## STORED ROWS
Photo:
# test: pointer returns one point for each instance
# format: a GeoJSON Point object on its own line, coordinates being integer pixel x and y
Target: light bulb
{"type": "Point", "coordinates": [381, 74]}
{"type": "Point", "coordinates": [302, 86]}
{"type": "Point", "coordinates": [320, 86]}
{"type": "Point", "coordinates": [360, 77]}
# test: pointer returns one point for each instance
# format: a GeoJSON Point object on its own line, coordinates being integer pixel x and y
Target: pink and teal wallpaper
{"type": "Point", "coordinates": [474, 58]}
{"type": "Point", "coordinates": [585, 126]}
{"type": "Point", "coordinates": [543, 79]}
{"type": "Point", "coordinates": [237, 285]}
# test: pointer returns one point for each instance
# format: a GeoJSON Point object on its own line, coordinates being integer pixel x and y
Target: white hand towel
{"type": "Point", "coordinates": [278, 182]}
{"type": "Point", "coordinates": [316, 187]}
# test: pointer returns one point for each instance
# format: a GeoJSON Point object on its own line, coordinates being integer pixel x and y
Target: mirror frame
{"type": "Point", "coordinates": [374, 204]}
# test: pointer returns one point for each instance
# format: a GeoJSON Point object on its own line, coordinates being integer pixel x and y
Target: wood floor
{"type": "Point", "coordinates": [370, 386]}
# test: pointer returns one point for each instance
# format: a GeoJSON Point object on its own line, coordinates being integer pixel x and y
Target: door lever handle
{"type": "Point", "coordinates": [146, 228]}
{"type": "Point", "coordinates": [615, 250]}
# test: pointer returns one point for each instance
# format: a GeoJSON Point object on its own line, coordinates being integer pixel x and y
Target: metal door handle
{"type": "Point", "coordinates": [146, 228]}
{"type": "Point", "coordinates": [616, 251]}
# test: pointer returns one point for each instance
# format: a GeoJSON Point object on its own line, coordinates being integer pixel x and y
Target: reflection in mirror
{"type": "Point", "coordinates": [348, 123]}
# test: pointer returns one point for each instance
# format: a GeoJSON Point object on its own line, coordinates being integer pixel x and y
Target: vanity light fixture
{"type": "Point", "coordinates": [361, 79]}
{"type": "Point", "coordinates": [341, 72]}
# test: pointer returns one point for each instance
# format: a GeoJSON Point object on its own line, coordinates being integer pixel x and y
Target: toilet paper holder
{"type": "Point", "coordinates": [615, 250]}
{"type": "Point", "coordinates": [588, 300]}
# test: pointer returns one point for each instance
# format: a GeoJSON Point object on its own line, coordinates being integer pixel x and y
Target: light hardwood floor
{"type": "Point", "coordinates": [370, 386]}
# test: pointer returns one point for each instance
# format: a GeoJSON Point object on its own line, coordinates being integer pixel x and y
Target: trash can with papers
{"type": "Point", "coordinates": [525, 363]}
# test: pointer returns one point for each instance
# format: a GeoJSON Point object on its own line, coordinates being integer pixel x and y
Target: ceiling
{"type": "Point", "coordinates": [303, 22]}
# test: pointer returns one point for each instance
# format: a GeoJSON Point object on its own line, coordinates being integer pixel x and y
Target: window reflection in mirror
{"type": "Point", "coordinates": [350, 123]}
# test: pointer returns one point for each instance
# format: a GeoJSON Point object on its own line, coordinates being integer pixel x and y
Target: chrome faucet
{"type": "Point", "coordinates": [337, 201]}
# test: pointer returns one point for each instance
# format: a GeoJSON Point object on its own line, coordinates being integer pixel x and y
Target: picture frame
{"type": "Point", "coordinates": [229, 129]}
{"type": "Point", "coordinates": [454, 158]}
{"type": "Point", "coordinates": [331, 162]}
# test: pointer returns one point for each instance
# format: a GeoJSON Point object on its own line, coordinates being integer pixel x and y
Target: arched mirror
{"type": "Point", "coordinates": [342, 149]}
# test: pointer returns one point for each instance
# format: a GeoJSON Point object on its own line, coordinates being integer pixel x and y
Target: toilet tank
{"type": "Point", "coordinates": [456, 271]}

## EXERCISE REQUIREMENTS
Report how many lines of the listing above contain the string "mirror", with case counting, and give only the number.

## FINAL ANSWER
4